Chaitanya Jyothi Museum Opening, 2000
RAMANAM
In the Name of The Father, and of The Son and of The Holy Spirit, Amen.
Countrymen,
ORBIS NON SUFFICIT
SOLUS DEUS SUFFICIT
Take One on the question Where Is The Church? is here.
The church is where I/you am/are. It is what we do. It is us discharging our several duties. It is the work we accomplish, any and all of it.
God has no second. This means the sacred has no second. That means there is no profane.
The church is really huge and expanding every day.
The church does not have to go into the world to meet people where they are. The church is people, already in the world, fulfilling their duties.
Harvey Cox said the world is the church: The Secular City is The City of God. No Harvey, dear boy, the church is the world. The City of God is the Secular City. All is God? No Spinoza, with respect, God is all. We are all one? No India, dear girl, The One is all of us.
This epistemological adjustment parallels one of Tillich’s well-known observations: Pantheism is taking the world as God whereas Christianity is taking God as the world. There is no secular that is not sacred and no profane that is not holy.
Delusionoids attack the church for this and that about her. They test reality by laboring to replace the church with schemes of collectivist claptrap. As much as they are hurt by reality, they cannot admit their schemes are daffy and self-defeating. They search restlessly for corridors down which to put the flank and crimp on the truth that the sacred has no second.
What of the sanctuaries going by the name of church? Let them go. Who wants to maintain them, that is their business. The sanctuary is the world. The work of the church is the labors of the world’s creatures, especially but not only the human ones.

**DATA RECORDS**
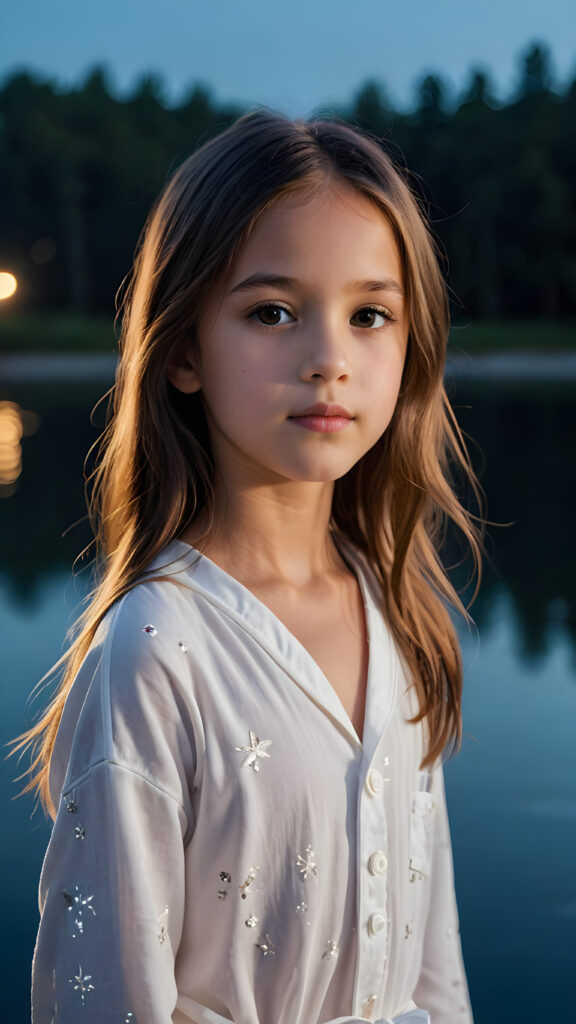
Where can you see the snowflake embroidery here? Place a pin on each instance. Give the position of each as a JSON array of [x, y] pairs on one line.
[[80, 903], [307, 864], [162, 924], [266, 948], [256, 750], [331, 949], [248, 882], [82, 983]]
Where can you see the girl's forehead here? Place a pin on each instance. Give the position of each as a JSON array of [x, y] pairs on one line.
[[316, 219], [330, 233]]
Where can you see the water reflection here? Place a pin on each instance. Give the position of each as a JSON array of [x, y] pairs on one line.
[[14, 423], [524, 450], [510, 791]]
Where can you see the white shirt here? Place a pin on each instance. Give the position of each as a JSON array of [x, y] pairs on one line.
[[225, 848]]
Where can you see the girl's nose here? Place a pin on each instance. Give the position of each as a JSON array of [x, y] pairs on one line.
[[326, 357]]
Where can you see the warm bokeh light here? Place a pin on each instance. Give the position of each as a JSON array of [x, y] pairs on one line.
[[8, 285], [14, 423]]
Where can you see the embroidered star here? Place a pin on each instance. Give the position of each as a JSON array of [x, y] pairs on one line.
[[82, 983], [266, 948], [307, 864], [331, 949], [257, 749]]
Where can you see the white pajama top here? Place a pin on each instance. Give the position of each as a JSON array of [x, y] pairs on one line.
[[225, 848]]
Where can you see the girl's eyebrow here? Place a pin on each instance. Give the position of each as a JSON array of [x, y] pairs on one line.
[[261, 280]]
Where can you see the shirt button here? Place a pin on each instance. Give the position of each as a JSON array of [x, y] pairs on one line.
[[376, 923], [377, 862], [374, 781]]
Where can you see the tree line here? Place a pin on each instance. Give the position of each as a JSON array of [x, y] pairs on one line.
[[80, 169]]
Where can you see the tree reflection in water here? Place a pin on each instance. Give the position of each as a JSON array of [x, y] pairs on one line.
[[523, 449]]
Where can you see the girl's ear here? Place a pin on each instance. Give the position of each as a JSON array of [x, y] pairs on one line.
[[182, 375]]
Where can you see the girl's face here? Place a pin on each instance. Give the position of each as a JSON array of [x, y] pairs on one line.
[[300, 354]]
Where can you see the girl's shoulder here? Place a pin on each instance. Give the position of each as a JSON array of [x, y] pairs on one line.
[[131, 701]]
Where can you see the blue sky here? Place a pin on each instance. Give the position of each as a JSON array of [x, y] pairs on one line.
[[296, 56]]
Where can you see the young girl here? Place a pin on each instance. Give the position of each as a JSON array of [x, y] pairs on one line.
[[244, 757]]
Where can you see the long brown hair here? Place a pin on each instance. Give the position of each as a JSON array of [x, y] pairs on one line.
[[155, 469]]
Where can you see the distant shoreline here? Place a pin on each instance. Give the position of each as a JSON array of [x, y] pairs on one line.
[[99, 367]]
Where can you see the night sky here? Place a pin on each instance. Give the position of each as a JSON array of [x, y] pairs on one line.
[[294, 56]]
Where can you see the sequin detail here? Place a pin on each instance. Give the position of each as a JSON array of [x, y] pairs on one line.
[[307, 865], [266, 948], [83, 983], [256, 750], [415, 875], [163, 923], [248, 882], [81, 904]]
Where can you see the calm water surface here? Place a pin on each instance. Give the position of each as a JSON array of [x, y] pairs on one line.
[[511, 791]]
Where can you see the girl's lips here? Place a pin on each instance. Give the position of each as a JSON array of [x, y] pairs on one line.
[[323, 419], [323, 409], [322, 424]]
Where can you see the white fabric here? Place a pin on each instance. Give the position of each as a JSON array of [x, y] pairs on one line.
[[178, 876]]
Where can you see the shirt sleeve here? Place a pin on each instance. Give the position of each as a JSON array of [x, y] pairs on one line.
[[112, 889], [111, 899], [442, 987]]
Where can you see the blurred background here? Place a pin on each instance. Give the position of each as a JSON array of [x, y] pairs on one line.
[[97, 107]]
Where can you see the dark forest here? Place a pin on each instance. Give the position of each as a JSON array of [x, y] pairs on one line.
[[80, 169]]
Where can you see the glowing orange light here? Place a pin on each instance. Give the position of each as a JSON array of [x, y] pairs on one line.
[[14, 424], [8, 285]]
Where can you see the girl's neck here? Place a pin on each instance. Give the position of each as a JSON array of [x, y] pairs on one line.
[[279, 534]]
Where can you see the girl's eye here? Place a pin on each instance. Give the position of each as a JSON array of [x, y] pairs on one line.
[[272, 314], [370, 316]]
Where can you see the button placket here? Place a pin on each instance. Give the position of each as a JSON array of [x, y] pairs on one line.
[[373, 923]]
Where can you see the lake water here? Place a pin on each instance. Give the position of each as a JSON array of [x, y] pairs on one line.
[[512, 788]]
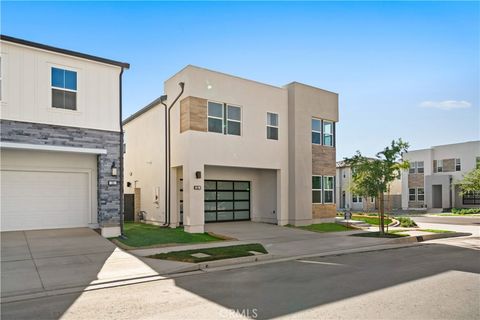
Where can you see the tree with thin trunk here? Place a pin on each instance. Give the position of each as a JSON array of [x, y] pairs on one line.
[[371, 177]]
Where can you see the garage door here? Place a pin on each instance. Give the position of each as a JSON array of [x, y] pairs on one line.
[[44, 199], [227, 200]]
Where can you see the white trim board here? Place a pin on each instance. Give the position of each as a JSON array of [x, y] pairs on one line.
[[44, 147]]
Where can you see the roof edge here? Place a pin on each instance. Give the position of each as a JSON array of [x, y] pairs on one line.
[[64, 51]]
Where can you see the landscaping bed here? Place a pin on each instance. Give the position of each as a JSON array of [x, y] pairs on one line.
[[141, 235], [211, 254]]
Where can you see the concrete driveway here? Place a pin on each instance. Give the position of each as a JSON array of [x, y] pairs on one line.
[[43, 260], [287, 242]]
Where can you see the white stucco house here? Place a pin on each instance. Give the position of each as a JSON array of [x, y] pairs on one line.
[[239, 150], [431, 181], [60, 138]]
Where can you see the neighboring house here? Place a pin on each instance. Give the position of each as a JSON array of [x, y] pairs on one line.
[[240, 150], [60, 138], [346, 200], [431, 181]]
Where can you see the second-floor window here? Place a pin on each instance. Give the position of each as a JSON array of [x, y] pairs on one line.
[[440, 166], [317, 189], [64, 89], [328, 133], [316, 131], [272, 126], [328, 187], [224, 118]]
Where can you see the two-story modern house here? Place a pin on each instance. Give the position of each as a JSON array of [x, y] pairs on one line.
[[346, 200], [60, 138], [430, 183], [240, 150]]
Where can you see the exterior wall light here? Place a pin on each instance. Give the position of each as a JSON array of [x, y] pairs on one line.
[[114, 169]]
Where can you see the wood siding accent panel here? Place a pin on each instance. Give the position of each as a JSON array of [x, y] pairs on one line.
[[193, 114], [323, 160], [322, 211], [449, 165], [415, 180]]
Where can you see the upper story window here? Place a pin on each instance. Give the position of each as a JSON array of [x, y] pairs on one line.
[[64, 89], [439, 165], [1, 78], [317, 189], [328, 189], [224, 118], [413, 167], [328, 133], [416, 167], [356, 198], [272, 126], [316, 131]]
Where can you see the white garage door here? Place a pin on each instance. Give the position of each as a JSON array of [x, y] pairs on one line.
[[44, 199]]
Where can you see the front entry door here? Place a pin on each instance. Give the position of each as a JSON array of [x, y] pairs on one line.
[[227, 200]]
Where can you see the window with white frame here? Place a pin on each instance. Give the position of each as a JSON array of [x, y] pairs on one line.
[[234, 120], [412, 195], [64, 89], [328, 133], [224, 118], [272, 126], [356, 199], [420, 194], [420, 168], [316, 131], [1, 78], [215, 117], [328, 189], [439, 165], [317, 189], [413, 167]]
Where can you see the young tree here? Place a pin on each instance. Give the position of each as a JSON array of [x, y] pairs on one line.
[[371, 177], [470, 182]]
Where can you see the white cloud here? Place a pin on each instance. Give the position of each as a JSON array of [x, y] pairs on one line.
[[446, 105]]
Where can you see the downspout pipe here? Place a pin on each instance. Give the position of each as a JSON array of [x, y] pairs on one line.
[[162, 101], [122, 233], [168, 149]]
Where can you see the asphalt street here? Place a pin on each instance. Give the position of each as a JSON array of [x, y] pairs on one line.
[[432, 281]]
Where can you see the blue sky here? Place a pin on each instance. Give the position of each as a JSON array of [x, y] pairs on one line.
[[402, 69]]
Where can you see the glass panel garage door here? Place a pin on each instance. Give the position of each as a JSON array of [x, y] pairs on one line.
[[227, 200]]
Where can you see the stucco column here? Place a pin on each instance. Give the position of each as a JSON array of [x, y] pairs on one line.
[[193, 195], [282, 197]]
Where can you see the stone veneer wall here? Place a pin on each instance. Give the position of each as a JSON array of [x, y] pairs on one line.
[[323, 164], [45, 134]]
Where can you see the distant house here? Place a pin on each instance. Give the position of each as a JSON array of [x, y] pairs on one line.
[[346, 200], [240, 150], [431, 181], [60, 138]]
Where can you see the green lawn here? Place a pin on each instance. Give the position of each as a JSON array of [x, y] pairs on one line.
[[145, 235], [325, 227], [377, 235], [214, 253], [371, 220]]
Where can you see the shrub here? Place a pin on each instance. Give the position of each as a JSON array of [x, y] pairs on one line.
[[406, 222], [465, 211]]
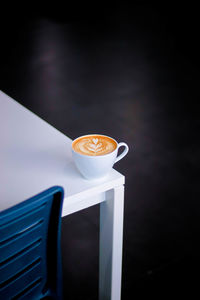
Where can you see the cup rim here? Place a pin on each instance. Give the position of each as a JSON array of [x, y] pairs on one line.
[[94, 156]]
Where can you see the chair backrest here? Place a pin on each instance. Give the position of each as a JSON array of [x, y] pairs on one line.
[[30, 251]]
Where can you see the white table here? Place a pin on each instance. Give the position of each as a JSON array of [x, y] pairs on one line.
[[35, 156]]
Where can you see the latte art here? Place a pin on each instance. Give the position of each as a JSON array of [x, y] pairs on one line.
[[94, 145]]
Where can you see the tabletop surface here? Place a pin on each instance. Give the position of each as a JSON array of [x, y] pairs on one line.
[[35, 156]]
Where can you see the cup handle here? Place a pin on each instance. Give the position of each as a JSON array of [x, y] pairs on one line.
[[123, 153]]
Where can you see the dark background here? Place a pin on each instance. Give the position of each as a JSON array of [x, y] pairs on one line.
[[131, 73]]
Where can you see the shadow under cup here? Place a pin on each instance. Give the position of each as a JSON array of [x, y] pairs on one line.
[[96, 164]]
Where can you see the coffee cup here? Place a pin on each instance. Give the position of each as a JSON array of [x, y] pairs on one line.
[[95, 154]]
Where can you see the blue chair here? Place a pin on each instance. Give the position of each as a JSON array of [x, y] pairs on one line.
[[30, 251]]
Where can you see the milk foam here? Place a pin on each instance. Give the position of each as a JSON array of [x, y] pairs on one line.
[[94, 145]]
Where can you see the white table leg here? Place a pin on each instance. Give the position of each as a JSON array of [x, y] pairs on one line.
[[111, 238]]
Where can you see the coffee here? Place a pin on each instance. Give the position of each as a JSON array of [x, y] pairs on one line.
[[94, 145]]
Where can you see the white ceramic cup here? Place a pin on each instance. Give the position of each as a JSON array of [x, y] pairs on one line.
[[96, 167]]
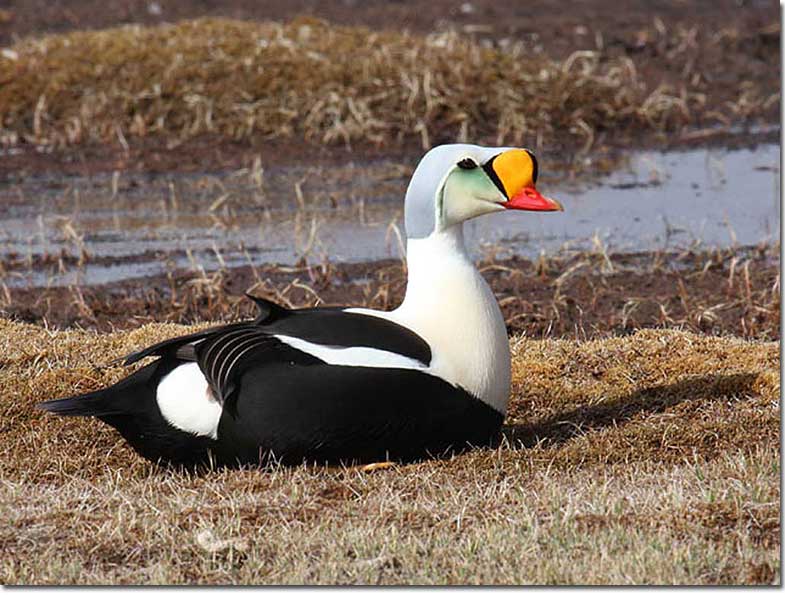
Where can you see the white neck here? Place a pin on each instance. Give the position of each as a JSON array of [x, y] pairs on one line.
[[450, 305]]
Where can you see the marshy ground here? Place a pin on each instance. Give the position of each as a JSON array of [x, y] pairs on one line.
[[643, 435]]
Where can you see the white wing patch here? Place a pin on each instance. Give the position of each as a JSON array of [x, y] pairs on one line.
[[185, 401], [366, 357]]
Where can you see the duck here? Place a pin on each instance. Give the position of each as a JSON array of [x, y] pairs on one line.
[[345, 385]]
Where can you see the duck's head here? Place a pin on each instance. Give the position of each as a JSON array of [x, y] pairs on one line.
[[453, 183]]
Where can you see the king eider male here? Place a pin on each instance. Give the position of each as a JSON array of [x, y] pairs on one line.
[[345, 385]]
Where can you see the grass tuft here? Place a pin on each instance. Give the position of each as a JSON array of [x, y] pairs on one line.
[[333, 84]]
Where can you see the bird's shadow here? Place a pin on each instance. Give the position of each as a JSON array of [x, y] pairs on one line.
[[561, 427]]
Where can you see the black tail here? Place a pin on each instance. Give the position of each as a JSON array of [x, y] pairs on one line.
[[122, 398], [97, 403], [130, 407]]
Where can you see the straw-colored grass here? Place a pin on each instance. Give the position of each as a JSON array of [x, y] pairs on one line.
[[652, 458], [328, 84]]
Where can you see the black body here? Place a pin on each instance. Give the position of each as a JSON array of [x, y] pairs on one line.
[[282, 404]]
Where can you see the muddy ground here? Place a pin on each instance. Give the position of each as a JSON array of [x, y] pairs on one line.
[[585, 295]]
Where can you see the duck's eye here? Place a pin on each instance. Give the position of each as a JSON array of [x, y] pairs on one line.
[[467, 163]]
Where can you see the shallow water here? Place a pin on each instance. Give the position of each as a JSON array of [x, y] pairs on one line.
[[133, 227]]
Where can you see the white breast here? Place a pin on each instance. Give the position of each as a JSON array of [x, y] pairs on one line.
[[450, 305]]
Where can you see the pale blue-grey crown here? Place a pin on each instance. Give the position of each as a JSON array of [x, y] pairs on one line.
[[429, 175]]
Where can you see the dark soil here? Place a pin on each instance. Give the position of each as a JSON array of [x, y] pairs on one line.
[[586, 295]]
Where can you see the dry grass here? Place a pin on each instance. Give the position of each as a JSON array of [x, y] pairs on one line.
[[340, 84], [646, 459]]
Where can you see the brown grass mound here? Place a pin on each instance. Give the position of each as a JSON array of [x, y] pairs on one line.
[[335, 84], [646, 459]]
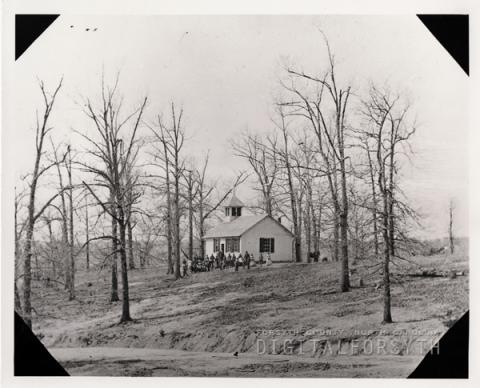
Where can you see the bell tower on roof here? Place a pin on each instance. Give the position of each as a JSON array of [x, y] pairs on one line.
[[234, 208]]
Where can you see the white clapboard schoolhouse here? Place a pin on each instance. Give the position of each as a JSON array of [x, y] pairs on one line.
[[257, 234]]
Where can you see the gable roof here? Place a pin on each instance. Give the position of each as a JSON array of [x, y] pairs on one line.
[[235, 202], [234, 228], [239, 226]]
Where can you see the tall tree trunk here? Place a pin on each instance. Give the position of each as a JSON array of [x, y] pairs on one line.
[[190, 217], [308, 226], [27, 266], [177, 218], [391, 201], [71, 293], [87, 237], [315, 228], [345, 277], [201, 224], [114, 256], [131, 259], [374, 203], [387, 313], [123, 260], [17, 300], [169, 214], [450, 229]]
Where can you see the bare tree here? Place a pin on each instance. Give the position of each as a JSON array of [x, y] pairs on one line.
[[42, 130], [172, 137], [263, 162], [331, 139], [206, 204], [450, 226], [282, 125], [71, 270], [115, 153], [388, 131]]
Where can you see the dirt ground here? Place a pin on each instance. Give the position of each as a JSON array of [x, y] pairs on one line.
[[283, 320]]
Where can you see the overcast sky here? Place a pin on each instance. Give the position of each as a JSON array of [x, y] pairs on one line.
[[225, 70]]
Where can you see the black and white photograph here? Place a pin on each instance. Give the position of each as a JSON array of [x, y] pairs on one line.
[[266, 196]]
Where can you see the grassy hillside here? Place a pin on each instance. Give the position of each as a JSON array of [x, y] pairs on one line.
[[284, 320]]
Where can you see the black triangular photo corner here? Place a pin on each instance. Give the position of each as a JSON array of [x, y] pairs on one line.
[[448, 359], [31, 358], [452, 32], [28, 28]]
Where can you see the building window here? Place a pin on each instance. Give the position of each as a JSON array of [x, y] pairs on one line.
[[236, 211], [232, 244], [267, 245], [216, 244]]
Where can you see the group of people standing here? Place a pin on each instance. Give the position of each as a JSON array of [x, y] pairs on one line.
[[221, 261]]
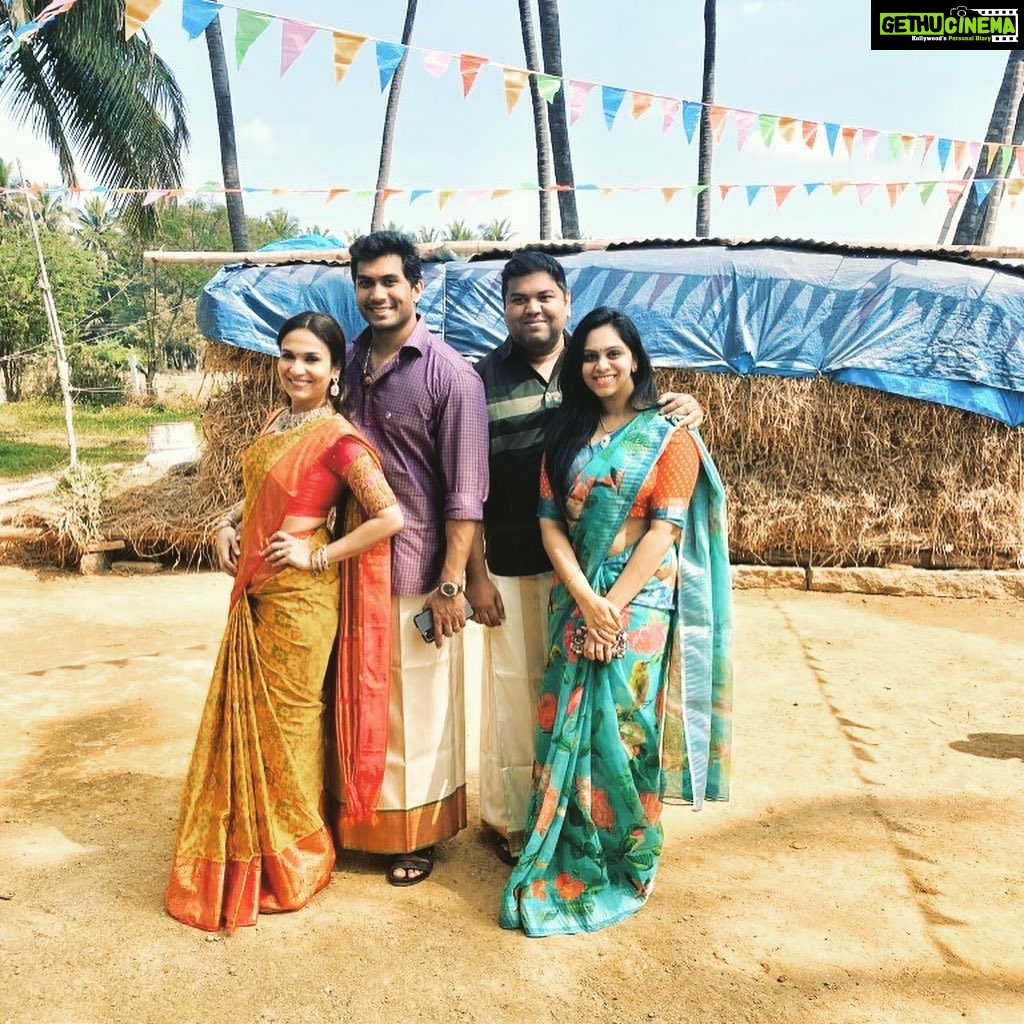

**SET TASK**
In the text on the church, how does the sentence "The church is really huge and expanding every day." read in Spanish?

**SOLUTION TO THE PROBLEM**
La iglesia es realmente enorme y se expande cada día.